[Material for this exercise]
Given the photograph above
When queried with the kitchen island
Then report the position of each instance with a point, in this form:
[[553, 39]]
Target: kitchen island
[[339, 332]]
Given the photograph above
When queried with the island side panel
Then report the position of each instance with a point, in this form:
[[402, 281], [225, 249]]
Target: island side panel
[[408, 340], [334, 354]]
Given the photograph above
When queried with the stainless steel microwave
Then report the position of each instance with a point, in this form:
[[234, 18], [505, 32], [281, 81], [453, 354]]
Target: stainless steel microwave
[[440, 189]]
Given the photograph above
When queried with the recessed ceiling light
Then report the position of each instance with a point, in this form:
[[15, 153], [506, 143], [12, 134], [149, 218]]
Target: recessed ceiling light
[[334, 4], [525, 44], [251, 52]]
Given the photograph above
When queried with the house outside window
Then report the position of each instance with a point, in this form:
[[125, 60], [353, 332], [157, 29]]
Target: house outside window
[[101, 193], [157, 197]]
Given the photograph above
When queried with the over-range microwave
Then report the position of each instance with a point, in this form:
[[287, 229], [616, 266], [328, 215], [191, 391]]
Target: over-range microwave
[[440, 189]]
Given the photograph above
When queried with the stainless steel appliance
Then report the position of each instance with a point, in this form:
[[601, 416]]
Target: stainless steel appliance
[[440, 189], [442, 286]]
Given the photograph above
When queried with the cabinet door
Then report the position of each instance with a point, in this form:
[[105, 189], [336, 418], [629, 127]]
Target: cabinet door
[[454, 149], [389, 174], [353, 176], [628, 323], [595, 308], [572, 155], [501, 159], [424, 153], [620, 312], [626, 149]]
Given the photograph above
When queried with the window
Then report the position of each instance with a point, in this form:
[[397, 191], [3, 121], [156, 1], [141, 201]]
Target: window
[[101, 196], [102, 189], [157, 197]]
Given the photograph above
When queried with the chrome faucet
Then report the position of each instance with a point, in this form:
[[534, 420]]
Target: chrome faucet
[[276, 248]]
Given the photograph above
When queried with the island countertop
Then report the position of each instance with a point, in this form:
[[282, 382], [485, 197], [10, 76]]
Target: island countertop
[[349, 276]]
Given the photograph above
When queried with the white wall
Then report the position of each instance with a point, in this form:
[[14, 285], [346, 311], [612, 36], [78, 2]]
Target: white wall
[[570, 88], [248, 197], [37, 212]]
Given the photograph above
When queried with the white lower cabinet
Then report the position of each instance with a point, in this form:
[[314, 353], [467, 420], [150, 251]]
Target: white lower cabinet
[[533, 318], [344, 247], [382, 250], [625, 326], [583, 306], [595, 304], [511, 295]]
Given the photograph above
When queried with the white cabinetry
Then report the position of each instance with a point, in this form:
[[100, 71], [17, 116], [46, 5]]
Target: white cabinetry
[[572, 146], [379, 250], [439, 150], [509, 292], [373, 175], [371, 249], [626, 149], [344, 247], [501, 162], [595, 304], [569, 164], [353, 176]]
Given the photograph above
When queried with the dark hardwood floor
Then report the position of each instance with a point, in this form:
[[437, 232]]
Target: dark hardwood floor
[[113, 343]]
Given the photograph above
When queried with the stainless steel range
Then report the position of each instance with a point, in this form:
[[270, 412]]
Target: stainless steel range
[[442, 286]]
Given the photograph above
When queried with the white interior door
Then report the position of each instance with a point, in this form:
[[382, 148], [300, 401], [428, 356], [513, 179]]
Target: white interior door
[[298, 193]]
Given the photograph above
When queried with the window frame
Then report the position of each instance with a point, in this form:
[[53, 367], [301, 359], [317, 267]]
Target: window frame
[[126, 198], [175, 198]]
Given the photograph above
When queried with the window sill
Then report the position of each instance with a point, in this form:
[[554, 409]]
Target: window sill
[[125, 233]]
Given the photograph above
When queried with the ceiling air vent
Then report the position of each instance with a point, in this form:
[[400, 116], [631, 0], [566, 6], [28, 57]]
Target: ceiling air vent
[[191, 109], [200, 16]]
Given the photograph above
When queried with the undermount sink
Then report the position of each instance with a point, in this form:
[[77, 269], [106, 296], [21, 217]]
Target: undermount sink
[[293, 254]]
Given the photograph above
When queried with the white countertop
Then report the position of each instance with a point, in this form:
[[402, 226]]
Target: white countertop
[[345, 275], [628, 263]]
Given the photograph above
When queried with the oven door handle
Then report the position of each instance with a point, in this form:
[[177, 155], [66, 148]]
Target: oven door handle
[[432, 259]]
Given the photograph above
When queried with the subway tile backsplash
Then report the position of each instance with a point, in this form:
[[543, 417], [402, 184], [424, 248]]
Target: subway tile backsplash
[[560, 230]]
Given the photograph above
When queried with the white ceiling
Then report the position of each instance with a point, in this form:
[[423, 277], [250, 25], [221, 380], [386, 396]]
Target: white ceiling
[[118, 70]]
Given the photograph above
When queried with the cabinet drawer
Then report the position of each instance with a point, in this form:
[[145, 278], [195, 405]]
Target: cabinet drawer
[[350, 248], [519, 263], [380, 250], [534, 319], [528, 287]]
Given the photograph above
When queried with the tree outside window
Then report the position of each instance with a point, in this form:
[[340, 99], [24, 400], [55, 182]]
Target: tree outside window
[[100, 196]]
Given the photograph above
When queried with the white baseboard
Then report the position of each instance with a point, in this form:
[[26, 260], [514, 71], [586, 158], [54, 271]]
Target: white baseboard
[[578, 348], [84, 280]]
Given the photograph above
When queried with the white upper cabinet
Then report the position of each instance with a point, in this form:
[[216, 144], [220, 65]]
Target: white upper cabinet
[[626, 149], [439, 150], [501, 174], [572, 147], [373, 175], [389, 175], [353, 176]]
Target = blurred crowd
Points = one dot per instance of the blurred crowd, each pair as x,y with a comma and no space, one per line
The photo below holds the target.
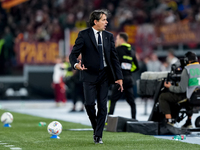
46,20
43,20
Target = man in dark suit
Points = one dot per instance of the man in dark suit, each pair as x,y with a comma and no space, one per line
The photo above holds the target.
99,67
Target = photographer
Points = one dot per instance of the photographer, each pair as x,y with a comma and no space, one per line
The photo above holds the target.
188,83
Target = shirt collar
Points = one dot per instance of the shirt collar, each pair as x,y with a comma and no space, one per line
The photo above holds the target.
95,31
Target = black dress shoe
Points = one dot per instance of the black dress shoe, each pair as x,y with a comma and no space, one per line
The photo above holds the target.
98,140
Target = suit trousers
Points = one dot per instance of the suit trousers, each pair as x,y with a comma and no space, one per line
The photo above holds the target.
97,90
128,91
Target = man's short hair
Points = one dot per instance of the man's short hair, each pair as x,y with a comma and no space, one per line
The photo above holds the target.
191,56
96,15
124,36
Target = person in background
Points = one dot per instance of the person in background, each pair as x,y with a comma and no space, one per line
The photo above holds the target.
58,84
188,83
154,64
129,64
171,59
136,74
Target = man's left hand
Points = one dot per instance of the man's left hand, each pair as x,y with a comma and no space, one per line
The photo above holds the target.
120,82
167,84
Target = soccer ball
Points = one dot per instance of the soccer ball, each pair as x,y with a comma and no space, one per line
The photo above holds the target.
54,128
7,118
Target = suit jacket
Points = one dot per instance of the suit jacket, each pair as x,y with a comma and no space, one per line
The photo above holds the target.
86,45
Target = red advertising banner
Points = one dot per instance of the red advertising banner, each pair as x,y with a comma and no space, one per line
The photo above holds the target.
37,52
178,33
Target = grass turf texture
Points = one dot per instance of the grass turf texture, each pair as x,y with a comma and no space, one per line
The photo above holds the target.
26,134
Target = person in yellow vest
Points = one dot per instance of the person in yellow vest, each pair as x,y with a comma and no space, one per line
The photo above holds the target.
129,64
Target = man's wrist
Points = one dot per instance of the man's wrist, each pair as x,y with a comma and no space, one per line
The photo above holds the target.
75,65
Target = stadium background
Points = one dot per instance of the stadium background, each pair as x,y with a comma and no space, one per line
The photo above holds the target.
33,32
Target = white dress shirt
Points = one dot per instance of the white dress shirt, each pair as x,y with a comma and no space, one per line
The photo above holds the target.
96,37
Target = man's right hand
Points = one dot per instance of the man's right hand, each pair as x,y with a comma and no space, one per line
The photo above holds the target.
80,67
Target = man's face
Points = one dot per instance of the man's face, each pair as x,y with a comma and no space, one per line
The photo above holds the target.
101,24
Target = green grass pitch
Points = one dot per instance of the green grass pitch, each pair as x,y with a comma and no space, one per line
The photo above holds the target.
26,134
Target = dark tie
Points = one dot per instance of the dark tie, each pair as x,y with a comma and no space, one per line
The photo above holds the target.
100,49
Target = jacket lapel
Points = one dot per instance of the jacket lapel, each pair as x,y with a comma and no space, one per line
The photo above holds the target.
92,37
105,41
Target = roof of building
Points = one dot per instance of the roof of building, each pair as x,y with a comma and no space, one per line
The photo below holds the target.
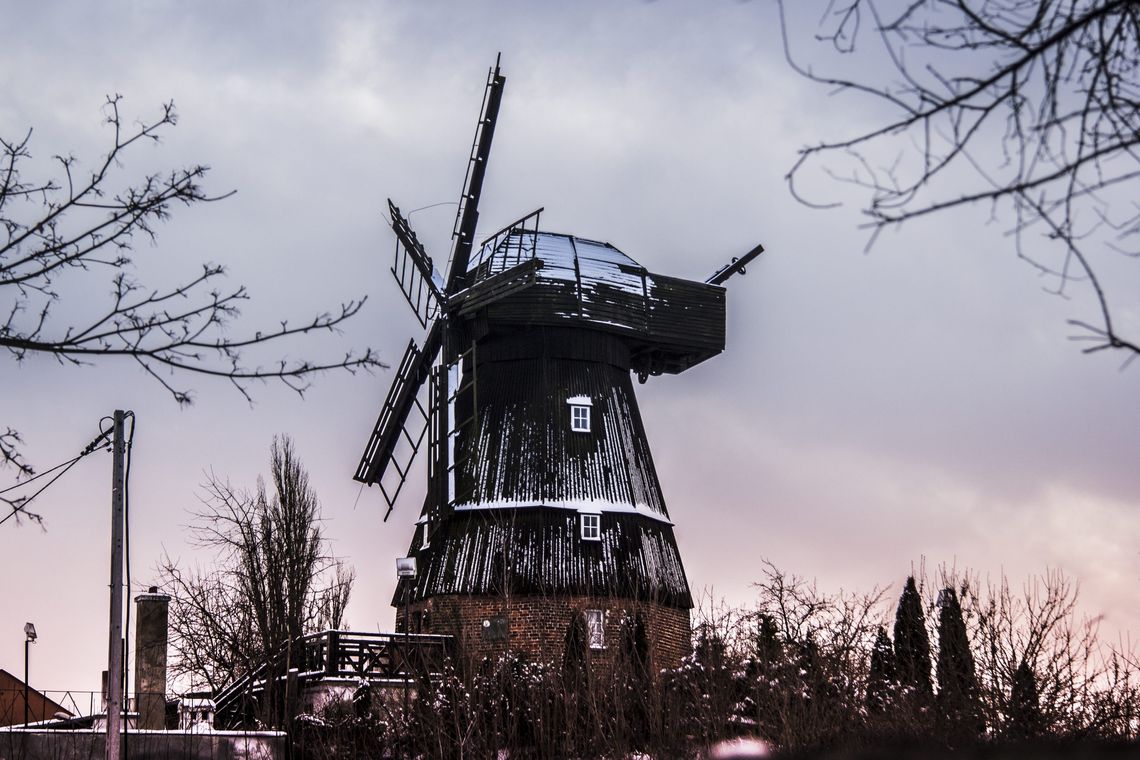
537,277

[Exercise objective] Starting at the line that contains "Target = jacket lapel" and ending at the last line of the listing, write out that part of the listing again with its requests, shifting every coordinate in the answers by adding -68. Leave the pictures out.

[Final answer]
Target = jacket lapel
Points = one dot per instance of the jacket lapel, each pair as x,y with a comma and no space, one per line
The photo above holds the target.
24,-31
37,-27
Target = roof of building
Points = one dot per instance of the roof of building, each pair as x,y with a comma and no space, one per line
The photo below holds the target.
469,209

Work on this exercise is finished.